--- Begin EXERCISE INPUT ---
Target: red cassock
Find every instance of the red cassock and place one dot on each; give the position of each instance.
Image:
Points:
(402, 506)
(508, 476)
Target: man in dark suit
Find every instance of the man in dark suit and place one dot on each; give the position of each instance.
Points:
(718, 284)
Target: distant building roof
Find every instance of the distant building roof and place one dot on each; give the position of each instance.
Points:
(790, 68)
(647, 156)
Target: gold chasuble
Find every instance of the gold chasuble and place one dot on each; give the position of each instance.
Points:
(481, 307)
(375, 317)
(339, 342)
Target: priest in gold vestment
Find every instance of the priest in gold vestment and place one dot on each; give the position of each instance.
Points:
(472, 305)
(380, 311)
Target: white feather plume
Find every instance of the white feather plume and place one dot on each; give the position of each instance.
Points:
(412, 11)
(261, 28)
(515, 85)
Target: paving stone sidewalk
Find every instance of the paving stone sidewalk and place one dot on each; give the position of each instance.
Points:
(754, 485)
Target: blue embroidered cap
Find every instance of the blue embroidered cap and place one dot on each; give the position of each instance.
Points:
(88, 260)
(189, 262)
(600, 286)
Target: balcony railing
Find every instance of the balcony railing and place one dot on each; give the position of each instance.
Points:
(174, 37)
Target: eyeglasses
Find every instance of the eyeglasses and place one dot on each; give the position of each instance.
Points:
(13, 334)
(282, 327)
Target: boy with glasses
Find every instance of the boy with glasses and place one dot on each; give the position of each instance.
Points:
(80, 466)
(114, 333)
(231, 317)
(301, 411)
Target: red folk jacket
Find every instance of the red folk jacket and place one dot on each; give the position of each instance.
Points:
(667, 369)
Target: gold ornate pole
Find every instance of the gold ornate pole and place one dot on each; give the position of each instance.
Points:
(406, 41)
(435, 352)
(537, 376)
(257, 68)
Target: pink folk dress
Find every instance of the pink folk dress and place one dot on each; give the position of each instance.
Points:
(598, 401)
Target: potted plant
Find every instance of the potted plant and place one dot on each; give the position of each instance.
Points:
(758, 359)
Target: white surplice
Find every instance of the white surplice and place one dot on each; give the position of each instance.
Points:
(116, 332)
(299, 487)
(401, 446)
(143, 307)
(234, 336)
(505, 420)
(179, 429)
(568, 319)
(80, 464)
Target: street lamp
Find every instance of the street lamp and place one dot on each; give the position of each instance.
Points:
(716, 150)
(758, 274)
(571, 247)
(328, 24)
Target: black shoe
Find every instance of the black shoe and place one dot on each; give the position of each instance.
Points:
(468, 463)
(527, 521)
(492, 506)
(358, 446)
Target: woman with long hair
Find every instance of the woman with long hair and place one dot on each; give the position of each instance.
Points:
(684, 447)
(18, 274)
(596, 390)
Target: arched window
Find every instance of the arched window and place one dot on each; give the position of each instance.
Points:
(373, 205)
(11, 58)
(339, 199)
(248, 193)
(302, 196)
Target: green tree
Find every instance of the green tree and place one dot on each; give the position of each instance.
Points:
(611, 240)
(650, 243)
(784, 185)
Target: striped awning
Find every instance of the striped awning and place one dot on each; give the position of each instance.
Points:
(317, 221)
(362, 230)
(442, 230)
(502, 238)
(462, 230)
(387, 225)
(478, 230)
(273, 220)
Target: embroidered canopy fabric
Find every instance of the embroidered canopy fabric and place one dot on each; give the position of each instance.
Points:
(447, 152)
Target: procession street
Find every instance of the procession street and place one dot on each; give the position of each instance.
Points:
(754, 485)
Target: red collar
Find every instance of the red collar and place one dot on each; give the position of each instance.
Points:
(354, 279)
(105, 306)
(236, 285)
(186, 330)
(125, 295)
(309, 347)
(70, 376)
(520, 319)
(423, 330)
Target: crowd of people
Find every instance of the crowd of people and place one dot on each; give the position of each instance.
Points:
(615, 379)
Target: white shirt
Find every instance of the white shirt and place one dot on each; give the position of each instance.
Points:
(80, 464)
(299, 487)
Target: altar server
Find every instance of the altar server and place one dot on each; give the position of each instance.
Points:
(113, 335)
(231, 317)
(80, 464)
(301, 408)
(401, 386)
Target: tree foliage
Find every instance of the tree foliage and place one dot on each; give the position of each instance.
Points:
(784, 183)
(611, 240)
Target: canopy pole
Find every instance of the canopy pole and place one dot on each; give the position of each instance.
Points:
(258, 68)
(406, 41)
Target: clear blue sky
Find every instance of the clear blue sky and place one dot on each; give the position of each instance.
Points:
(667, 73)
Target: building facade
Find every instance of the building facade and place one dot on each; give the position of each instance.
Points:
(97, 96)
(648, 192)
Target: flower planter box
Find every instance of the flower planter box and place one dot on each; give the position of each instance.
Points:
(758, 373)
--- End EXERCISE INPUT ---
▶ DIRECTIVE: Copy out all of the records above without changing anything.

▶ CORRECT OUTPUT:
Target: red cassock
Find every instance of the red cassock and place one dot on each; give the position of each instance.
Image:
Points:
(402, 506)
(508, 476)
Target: man in dark suit
Find every instance of the man in dark suit and place one dot on each; give the position of each instance.
Points:
(718, 284)
Target: distant building roof
Find every instance of the distant building roof and place one dot on each; give the position of each instance.
Points:
(790, 68)
(647, 156)
Target: gold chasuble
Find every instance of the gold chasuble and place one dot on each; give the position of each instance.
Points:
(481, 307)
(375, 317)
(339, 342)
Target: priest in gold vestment
Find every instance of the priest in gold vestment and place one dot on each; give the position of each instance.
Points:
(472, 305)
(380, 311)
Target: white feather plume
Find every instance of the white feather plume and place one dot on each; give the position of each instance.
Points:
(412, 11)
(261, 28)
(515, 85)
Target: paving stone sidewalk
Find every instance of the paving stone sidewalk and place one dot on each; give the position of each instance.
Points:
(754, 485)
Target: blue embroidered cap
Find every instance of the blue embroidered cap and place one dot on each; give the position of each instance.
Points:
(88, 260)
(189, 262)
(600, 286)
Target: balcony railing
Find every instance of the balcony railing and place one dot on each; give the position of each instance.
Points:
(174, 37)
Target: eyeglasses
Find every instance of the eyeglasses and place one dot on each; give the position of each instance.
Points:
(13, 334)
(282, 327)
Target: boy with glasses
Find every instance of the boy with glasses and place one dot on each; give the position of each instance.
Points:
(80, 466)
(114, 333)
(231, 317)
(301, 411)
Target: red folk jacket
Find every instance of the red folk jacket and place one dot on each; give the position of each instance.
Points:
(667, 369)
Target: gold ornate pole
Find every instance of the gold ornate pole and place one dot on each; give the position of each instance.
Points:
(406, 41)
(435, 352)
(537, 376)
(257, 68)
Target: pink folk dress
Find every instance of the pink folk dress and place one dot on each; give the position of each instance.
Points:
(598, 401)
Target: potted plant
Find every instance of the potted plant and place one dot on each; give the position of each instance.
Points:
(758, 359)
Target: white surplice
Find every instance of the white surplice and place one dot on each; give the position of each instance.
Points:
(116, 332)
(299, 487)
(401, 446)
(143, 307)
(234, 336)
(505, 420)
(179, 429)
(568, 319)
(80, 464)
Target: street lamp
Find every instance of the street lamp and place one dot on each; give the position of each instance.
Points:
(716, 150)
(758, 274)
(571, 247)
(328, 24)
Target: black shoe
Find every instance of the black shoe and place one dot on each; give the position of each instance.
Points:
(468, 463)
(527, 521)
(492, 506)
(358, 446)
Target: woman with long hair
Find every instance of the woman with long hair and place one dot on each; give the position of each instance.
Points:
(684, 447)
(18, 274)
(596, 390)
Target: arched window
Find every instance of the arched window and place one dot on each; give the position of each instance.
Points:
(373, 205)
(11, 58)
(339, 199)
(248, 193)
(302, 196)
Target: green tree
Find every instance of the green tree and place one dot on each; give the position of each instance.
Points:
(611, 240)
(650, 243)
(784, 185)
Target: striped awning
Find every instance of the striped awning and place one dot on each; give the position of each instance.
Points:
(317, 221)
(362, 230)
(442, 230)
(502, 238)
(462, 230)
(387, 225)
(478, 230)
(273, 220)
Target: embroidered canopy fabric
Find every instance of the embroidered canopy fabric and place one dot on each; give the position of each instance.
Points:
(447, 152)
Target: procession street
Find every instance of the procession street and place one dot on each; give the position of each instance.
Points:
(754, 485)
Target: red collar
Find every instance of the red collar and place one dot on each; give the position of each instance.
Points:
(354, 279)
(105, 306)
(236, 285)
(186, 330)
(125, 295)
(309, 347)
(70, 376)
(520, 319)
(423, 330)
Target: crowd of people
Find every instance of the crowd of people and place one dot on each; give the position of each instance.
Points:
(615, 379)
Target: white shirt
Find every instance of the white shirt and place one dot on each; give the position of each instance.
Points:
(80, 464)
(299, 487)
Target: altar server
Find every instance of the altar server and place one dot on each; give the position of each instance.
Points:
(113, 335)
(231, 317)
(80, 464)
(301, 408)
(401, 386)
Target: tree foliage
Find every instance of the tree foliage and place one dot on each; give the position of each instance.
Points:
(784, 183)
(611, 240)
Target: canopy pole
Find every instance of the canopy pole and place one dot on each; give the position of each instance.
Points:
(258, 68)
(406, 41)
Target: clear blue sky
Find every instance of the clear blue sky and place one dot on each; give the position of each instance.
Points:
(667, 73)
Target: building facade
Find every instance of the building facade and place one dot on each; give the position of each instance.
Points:
(97, 96)
(648, 192)
Target: flower planter box
Find every instance of the flower planter box and place one dot on each; give the position of each instance.
Points:
(758, 373)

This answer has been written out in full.